▶ Document:
Francis David "Frank" Castle Sr. is a fictional character portrayed by Jon Bernthal in television series set in the Marvel Cinematic Universe (MCU)—based on the Marvel Comics character of the same name—commonly known by his alias, The Punisher. Introduced in the 2016 second season of Daredevil, Bernthal signed a deal to return for a spin-off series, The Punisher (2017–2019); his portrayal of the character has been positively received. Bernthal will again reprise his role as the Punisher in Daredevil: Born Again (2024).

Concept and creation 

In October 2013, Marvel and Disney announced that Marvel Television and ABC Studios would provide Netflix with live-action series centered around the Marvel Comics characters Daredevil, Jessica Jones, Iron Fist, and Luke Cage, leading up to a miniseries based on the Defenders. In June 2015, Marvel announced that Jon Bernthal had been cast as Frank Castle / Punisher for the second season of Daredevil. Steven DeKnight and the first-season's writers had discussed introducing the character in a post-credits scene during the first-season finale, but were unable to due to the way that Netflix then-began auto-playing the next episode during the credits of the current one. The scene would have seen Leland Owlsley escape rather than be killed by Wilson Fisk, only to be killed by Castle, whose face would not be revealed, but whose iconic skull insignia would have been featured. DeKnight felt that this "was the right decision. I think there's a better, more organic way to introduce him to the world." A spin-off series centered on Castle had entered development by January 2016. The series, The Punisher, was officially ordered that April, and the first season was released on Netflix in November 2017.

DeKnight said this version of Punisher would be "completely the Marvel version", as previous portrayals did not appear under the Marvel Studios / Marvel Television banner. He also felt Bernthal's Punisher would not be as "graphically violent" as in Punisher: War Zone.

Fictional character biography

Television series 

In the second season of Daredevil, Matt Murdock / Daredevil first encounters Frank Castle when he targets some gangs in Hell's Kitchen, the killings for which he is dubbed "The Punisher" in the news media. After Frank is arrested, Karen Page investigates his past to find his motivation for the killings: his family having been gunned down in a carousel earlier in the year by members of the gang. After Daredevil helps Frank fake his death, he returns in the season finale to assist Daredevil by sniping the Hand ninjas attempting to kill him.

▶ Items:
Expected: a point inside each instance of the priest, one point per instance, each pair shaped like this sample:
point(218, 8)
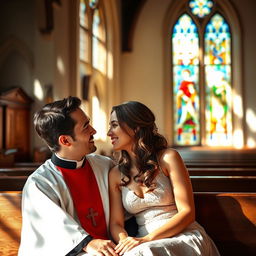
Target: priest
point(65, 205)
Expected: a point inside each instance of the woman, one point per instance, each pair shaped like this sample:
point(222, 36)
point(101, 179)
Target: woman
point(151, 183)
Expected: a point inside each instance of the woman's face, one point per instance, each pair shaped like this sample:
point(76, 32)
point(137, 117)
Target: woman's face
point(121, 139)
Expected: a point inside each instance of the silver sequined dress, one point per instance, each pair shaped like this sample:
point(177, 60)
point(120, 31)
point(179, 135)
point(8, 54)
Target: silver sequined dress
point(154, 210)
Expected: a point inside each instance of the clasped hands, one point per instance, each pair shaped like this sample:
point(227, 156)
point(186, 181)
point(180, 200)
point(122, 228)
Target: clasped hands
point(128, 243)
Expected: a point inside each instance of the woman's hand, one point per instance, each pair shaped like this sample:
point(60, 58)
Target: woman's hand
point(128, 243)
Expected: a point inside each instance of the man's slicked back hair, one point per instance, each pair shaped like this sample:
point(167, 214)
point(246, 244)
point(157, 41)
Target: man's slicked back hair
point(54, 120)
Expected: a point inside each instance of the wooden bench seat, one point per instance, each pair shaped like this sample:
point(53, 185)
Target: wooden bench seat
point(12, 183)
point(230, 220)
point(222, 171)
point(223, 183)
point(10, 222)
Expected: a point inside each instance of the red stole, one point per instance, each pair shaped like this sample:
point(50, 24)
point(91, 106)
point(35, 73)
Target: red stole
point(87, 200)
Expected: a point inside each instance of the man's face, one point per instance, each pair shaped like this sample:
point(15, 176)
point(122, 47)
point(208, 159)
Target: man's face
point(83, 142)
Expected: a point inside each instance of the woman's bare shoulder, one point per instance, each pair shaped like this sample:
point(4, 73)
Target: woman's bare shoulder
point(114, 172)
point(168, 153)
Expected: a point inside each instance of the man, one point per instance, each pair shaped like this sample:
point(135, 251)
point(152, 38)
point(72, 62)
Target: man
point(65, 205)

▶ What is asked:
(1) Print the rows from their first line through the line containing "point(54, 120)", both ends included, and omit the pictures.
(2) Carry on the article about Jon Bernthal's Frank Castle from its last sentence.
The Punisher article and the rows have nothing to do with each other.

▶ Outputs for the tasks:
(1)
Expected: a point inside each instance of the priest, one point per instance, each pair shaped like this sample:
point(218, 8)
Target: priest
point(65, 205)
Expected: a point inside each instance of the woman, one point per instance, each pair shaped like this sample:
point(222, 36)
point(101, 179)
Target: woman
point(151, 183)
Expected: a point inside each instance of the woman's face, one point per instance, each pair shaped like this sample:
point(76, 32)
point(137, 117)
Target: woman's face
point(121, 139)
Expected: a point inside each instance of the silver sequined dress, one point per instance, each pair shaped like this sample:
point(177, 60)
point(120, 31)
point(179, 135)
point(8, 54)
Target: silver sequined dress
point(154, 210)
Expected: a point inside each instance of the clasped hands, one point per instance, each pair shaped like this sample:
point(227, 156)
point(186, 181)
point(180, 200)
point(122, 228)
Target: clasped hands
point(128, 243)
Expected: a point inside each instance of the woman's hand, one point per instance, each pair shaped like this sample:
point(60, 58)
Target: woman's hand
point(128, 243)
Expected: a point inside each instance of the man's slicked back hair, one point per instance, each pair shaped like this sample:
point(167, 214)
point(246, 244)
point(157, 41)
Target: man's slicked back hair
point(54, 120)

(2)
In the first season of The Punisher, Frank has retired from being the Punisher, working as a construction worker under the name "Pete Castiglione". After uncovering a larger conspiracy beyond what was done to him and his family linked to Frank's wartime experience with the CIA-affiliated "Cerberus Squad", Frank allies with ex-NSA analyst David "Micro" Lieberman to seek the truth.

In the second season of The Punisher, Frank Castle is drawn into the mystery surrounding the attempted murder of Amy Bendix where she is targeted by John Pilgrim under the orders of Anderson and Eliza Schwartz. At the same time, Frank's former best friend Billy Russo is slowly turned into the psychotic Jigsaw.

Appearances
Jon Bernthal portrays Frank Castle / Punisher in two Marvel Cinematic Universe Netflix television series, debuting as the character in the second season of Daredevil in 2016 in a supporting role, before starring as the character in the spin-off series The Punisher (2017–2019). He will return in the Disney+ series Daredevil: Born Again (2024).

Characterization
The Punisher season two showrunner Doug Petrie stated that Travis Bickle from Taxi Driver was an influence on the character, as well as current events, saying, "Taking lethal justice into your own hands in America in 2015 is tricky shit. We have not shied away from the rich complicated reality of Now. If you've got a gun and you're not the police you're going to incite strong feelings." Bernthal added that "This character has resonated with law enforcement and military ... and the best thing about him is that if he offends you, he just doesn't care." Bernthal studied all the previous portrayals of Punisher, saying, "once you devour and eat up as much as you can, my way is to make it as personal as possible". On how Castle resonates with him, Bernthal said, "He ain't got a fucking cape. He ain't got any superpowers. He's a fucking tortured, angry father and husband who's living in this unbelievable world of darkness and loss and torment." Bernthal added that there would be "a military component" in the series since Castle is "a soldier... [The series] will be somewhat centered on that". He also stated that "the character that was portrayed on Daredevil season two was sort of the origin tale of how this guy became the Punisher, why he put on the vest." Bernthal noted he "always want[ed] to preserve the essence of" Castle, who Bernthal described as "brutal", "damaged" and "tortured", by exploring "the pain and what's behind the violence and the reason why he's committing the violence" that is "utterly satisfying and addictive for him".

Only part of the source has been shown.